DIRECTIVE:
Every record must be written out once more, with nothing added or omitted.

** begin SUPPLIED RECORDS **

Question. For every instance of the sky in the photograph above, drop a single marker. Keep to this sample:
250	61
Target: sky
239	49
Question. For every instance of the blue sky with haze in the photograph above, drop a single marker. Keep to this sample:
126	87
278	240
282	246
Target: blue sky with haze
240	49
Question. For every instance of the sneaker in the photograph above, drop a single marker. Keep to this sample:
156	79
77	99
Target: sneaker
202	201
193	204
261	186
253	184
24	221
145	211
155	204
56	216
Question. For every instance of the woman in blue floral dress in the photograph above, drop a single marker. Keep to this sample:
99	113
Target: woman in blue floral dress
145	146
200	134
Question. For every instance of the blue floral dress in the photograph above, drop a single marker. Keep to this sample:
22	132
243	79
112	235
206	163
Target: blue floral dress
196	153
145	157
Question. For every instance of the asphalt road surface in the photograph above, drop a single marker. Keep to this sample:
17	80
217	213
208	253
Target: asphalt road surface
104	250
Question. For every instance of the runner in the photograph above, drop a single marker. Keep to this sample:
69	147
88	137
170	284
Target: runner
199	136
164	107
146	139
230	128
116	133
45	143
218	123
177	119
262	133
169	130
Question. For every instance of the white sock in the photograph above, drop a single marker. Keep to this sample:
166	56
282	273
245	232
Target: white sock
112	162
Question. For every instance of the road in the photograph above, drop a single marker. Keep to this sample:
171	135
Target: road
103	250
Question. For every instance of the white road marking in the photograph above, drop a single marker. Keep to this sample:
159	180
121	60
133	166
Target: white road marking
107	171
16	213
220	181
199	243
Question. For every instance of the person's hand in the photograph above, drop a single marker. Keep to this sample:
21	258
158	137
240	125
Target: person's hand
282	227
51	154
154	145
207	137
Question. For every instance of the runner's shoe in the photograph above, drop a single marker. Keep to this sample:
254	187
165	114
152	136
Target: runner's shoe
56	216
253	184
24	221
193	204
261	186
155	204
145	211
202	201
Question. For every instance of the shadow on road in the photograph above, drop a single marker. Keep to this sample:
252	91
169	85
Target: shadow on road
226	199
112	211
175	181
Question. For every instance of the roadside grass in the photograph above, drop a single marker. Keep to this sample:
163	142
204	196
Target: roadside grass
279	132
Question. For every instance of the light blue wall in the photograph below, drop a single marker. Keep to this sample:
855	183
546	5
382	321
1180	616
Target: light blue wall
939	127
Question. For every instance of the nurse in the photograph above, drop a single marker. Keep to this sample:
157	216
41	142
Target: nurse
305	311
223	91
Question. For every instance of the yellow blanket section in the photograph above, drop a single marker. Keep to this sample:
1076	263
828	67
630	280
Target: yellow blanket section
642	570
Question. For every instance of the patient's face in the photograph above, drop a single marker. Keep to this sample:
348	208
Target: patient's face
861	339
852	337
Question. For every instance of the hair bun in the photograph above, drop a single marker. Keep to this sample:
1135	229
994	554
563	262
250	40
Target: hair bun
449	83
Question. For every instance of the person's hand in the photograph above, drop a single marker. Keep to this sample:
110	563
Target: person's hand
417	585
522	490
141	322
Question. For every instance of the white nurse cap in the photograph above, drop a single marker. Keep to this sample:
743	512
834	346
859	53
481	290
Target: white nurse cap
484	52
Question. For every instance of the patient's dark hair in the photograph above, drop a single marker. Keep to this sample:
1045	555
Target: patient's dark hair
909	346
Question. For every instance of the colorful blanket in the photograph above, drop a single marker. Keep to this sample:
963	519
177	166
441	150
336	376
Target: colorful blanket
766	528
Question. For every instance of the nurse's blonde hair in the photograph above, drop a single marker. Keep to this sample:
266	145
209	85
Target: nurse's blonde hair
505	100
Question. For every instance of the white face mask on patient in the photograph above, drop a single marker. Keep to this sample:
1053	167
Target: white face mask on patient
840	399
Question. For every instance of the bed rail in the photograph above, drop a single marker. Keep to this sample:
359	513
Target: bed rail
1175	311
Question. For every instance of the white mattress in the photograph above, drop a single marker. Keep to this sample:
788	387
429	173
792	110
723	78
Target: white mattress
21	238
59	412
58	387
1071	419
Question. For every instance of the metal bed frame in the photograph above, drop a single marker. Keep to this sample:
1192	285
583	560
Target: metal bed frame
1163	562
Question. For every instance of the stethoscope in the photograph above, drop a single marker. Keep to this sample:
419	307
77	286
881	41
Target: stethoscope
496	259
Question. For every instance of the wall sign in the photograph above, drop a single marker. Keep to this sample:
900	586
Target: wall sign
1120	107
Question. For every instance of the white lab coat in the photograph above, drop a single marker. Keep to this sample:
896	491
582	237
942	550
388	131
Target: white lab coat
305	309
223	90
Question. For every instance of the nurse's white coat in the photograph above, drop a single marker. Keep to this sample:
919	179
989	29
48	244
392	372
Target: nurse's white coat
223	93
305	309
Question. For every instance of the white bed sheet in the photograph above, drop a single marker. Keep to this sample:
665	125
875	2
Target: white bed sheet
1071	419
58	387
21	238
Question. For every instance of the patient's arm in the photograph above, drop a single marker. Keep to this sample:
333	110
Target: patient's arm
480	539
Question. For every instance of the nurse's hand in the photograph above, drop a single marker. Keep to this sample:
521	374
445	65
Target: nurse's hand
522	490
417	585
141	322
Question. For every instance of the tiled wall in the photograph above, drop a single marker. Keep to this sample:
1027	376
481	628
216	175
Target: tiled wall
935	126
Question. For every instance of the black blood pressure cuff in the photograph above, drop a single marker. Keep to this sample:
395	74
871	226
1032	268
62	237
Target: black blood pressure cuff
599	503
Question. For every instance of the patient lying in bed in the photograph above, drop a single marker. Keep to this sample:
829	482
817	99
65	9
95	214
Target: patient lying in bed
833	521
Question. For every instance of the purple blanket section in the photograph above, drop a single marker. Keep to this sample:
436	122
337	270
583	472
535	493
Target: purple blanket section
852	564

** end SUPPLIED RECORDS **

ANSWER IN FULL:
Question. For every instance of the sky in the photograph above, drop a single marker. Keep to this sample:
250	61
Target: sky
239	49
Question. For every instance of the blue sky with haze in the photograph above, drop a single marker. Keep to this sample:
126	87
278	240
282	246
Target: blue sky with haze
240	49
Question. For every instance of the sneaker in the photograph above, drop a single marker. Keep to this sample:
156	79
77	99
Target: sneaker
202	201
193	204
261	186
253	184
24	221
145	211
155	204
56	216
Question. For every instance of the woman in blue floral dress in the photograph above, drop a single marker. Keep to this sample:
99	113
Target: woman in blue floral dress
145	146
200	134
Question. For every instance of the blue floral dress in the photograph above, drop a single marker. Keep to this sample:
22	132
243	79
112	235
206	163
Target: blue floral dress
196	153
145	157
Question. For every instance of the asphalt road surface in the photograph above, drop a single marker. Keep to this sample:
17	80
217	213
208	253
Target: asphalt road surface
104	250
Question. For every instance of the runner in the photograph above, drop a single marker. Keep to this sample:
69	147
88	137
170	284
Target: runner
199	136
164	107
146	139
230	128
116	133
45	143
218	123
177	119
262	133
169	130
Question. For every instance of the white sock in the photograph above, drop a single marker. Keep to this sample:
166	56
282	273
245	232
Target: white sock
112	162
Question. For every instance of the road in the photograph above, drop a single marker. Keep to this sample:
171	135
Target: road
103	250
Question. For every instance of the white road marking in the photograph above, drop a single marker. Keep to this sample:
159	180
121	60
133	166
Target: white road marking
107	171
16	213
220	181
199	243
Question. For every instance of the person's hand in the photograph above, drop a single marker. Keep to this sample:
21	258
158	137
240	125
Target: person's hand
282	227
51	154
154	145
207	137
Question. For every instance of the runner's shoe in the photograph above, drop a single marker. Keep to this sample:
254	187
165	114
152	136
Target: runner's shoe
56	216
253	184
24	221
193	204
261	186
155	204
145	211
202	201
Question. For every instance of the shadow on road in the photograph above, drop a single marker. Keep to this sample:
252	91
169	85
Target: shadow on road
226	199
112	211
175	181
Question. For every instance of the roadside grass in the photograph above, drop a single marker. Keep to this sample:
163	142
204	196
Target: roadside grass
279	132
Question. For every instance of the light blue wall in the photograph below, drop a single marker. Keep to this sample:
855	183
546	5
382	321
1180	616
Target: light blue wall
939	127
Question. For every instance of the nurse in the photograph above, drop a single marker. Keep to this sample:
157	216
41	142
Target: nurse
305	311
223	91
Question. For every instance of the yellow blanket section in the photograph above, drop a single marker. Keep to this sample:
1076	263
828	67
630	280
Target: yellow blanket section
642	570
Question. For every instance of the patient's face in the photograph above, drop a single marker. Keep to this sample:
348	208
Target: patient's face
861	339
852	337
Question. For every instance of the hair bun in the photograph above, drop a single marker. Keep to this sample:
1135	229
994	554
563	262
250	40
Target: hair bun
449	83
Question. For every instance of the person's hand in the photograph above, drop a single marker. Keep to this sample:
110	563
Target: person's hand
417	585
522	490
141	322
Question. For every instance of the white nurse cap in the photograph above, drop a single marker. Keep to this sample:
743	512
834	346
859	53
481	290
Target: white nurse cap
484	52
Question. For every instance of the patient's dark hair in the photograph above, drop a single marker. Keep to this sample:
1045	555
Target: patient's dark hair
909	346
Question. For every instance of the colorful blanket in the photograph above, drop a single marker. Keep to this sample:
963	519
177	166
441	150
336	376
Target: colorful blanket
766	528
Question. For every instance of the nurse's blonde hair in the photograph above, drop a single marker. Keep to this sample:
266	145
209	85
Target: nurse's blonde hair
505	100
Question. For every instance of the white face mask on patient in the photograph above, drop a single marker. Keep to this sample:
1053	167
Target: white face mask on patient
840	399
Question. For every instance of the bed rail in the photograph above, drop a single marker. Keep to this sample:
359	513
Target: bed rail
1175	311
Question. For every instance of the white mattress in the photograph above, drop a single marker. Keep to this sample:
788	387
429	173
792	110
723	78
Target: white mattress
21	238
59	412
58	387
1071	419
Question. For every instance of the metal bed frame in the photograph above, drop a single marker. Keep to this sample:
1192	285
583	560
Target: metal bed frame
1163	562
Question. For every instance of the stethoscope in the photograph above, drop a single marker. Keep to this sample:
419	307
77	286
881	41
Target: stethoscope
496	259
Question. For every instance of the wall sign in the photograph above, drop a single marker. Keep to this sample:
900	586
Target: wall sign
1120	107
Question. For every instance of the white lab coat in the photograph above, drop a single marker. Keep to this sample:
896	491
582	237
942	550
388	131
Target: white lab coat
305	309
223	90
Question. For every instance of the nurse's white coat in the photograph above, drop a single marker. Keep to this sample:
919	179
989	29
48	244
392	372
Target: nurse's white coat
223	93
305	309
Question. For every instance of the white bed sheet in the photograph above, drop a single marker. Keep to this sample:
665	125
875	2
Target: white bed sheet
1071	419
58	387
21	238
Question. For every instance of the patient's arm in the photograph above, drop a single marker. Keep to this sample:
333	110
Target: patient's arm
480	539
Question. For every instance of the nurse's hand in the photograph above, drop a single marker. Keep to this sample:
521	374
445	65
Target: nurse's hand
522	490
417	585
141	322
Question. For every instance of the tiled wall in the photograph above, drop a single marker. Keep to this sample:
1027	376
481	628
216	175
Target: tiled wall
935	126
Question. For every instance of the black blood pressure cuff in the photograph above, drop a single marker. Keep to this sample:
395	74
871	226
1032	268
62	237
Target: black blood pressure cuff
599	503
Question. For every instance of the patient lying in bed in the photograph above, drop a single marker. Keep to this sample:
829	482
817	99
65	9
95	214
Target: patient lying in bed
833	521
Question. For every instance of the purple blanket section in the photograph above, drop a single marker. Keep to this sample:
436	122
337	270
583	472
535	493
Target: purple blanket section
852	564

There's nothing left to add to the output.